Task to complete
Filter the items below, retaining only those lines that contain the string "query".

Working data
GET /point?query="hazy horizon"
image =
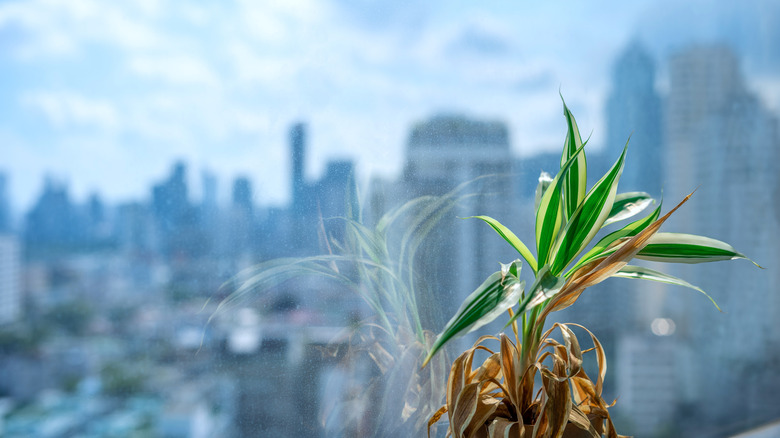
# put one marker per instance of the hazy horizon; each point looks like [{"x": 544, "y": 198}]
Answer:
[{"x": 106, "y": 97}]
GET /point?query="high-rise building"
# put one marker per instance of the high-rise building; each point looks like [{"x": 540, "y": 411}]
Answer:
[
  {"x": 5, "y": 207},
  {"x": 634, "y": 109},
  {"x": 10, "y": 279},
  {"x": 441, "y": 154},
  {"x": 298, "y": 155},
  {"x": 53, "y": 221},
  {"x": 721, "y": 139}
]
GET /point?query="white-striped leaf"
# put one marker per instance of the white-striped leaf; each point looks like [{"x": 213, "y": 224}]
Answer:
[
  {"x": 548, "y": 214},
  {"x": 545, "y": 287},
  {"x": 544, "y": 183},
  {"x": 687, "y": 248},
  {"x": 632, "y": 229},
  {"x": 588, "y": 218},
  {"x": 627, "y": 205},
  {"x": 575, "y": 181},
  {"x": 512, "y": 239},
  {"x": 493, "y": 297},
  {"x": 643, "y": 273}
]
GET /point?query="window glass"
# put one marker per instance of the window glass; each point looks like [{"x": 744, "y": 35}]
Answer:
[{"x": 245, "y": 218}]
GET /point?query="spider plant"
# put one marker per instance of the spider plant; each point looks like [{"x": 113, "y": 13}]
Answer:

Written reply
GET /point?query="hazy horizon"
GET /point?query="high-rise building"
GET /point?query="white-striped leaf"
GET /point?query="window glass"
GET /point?query="spider plant"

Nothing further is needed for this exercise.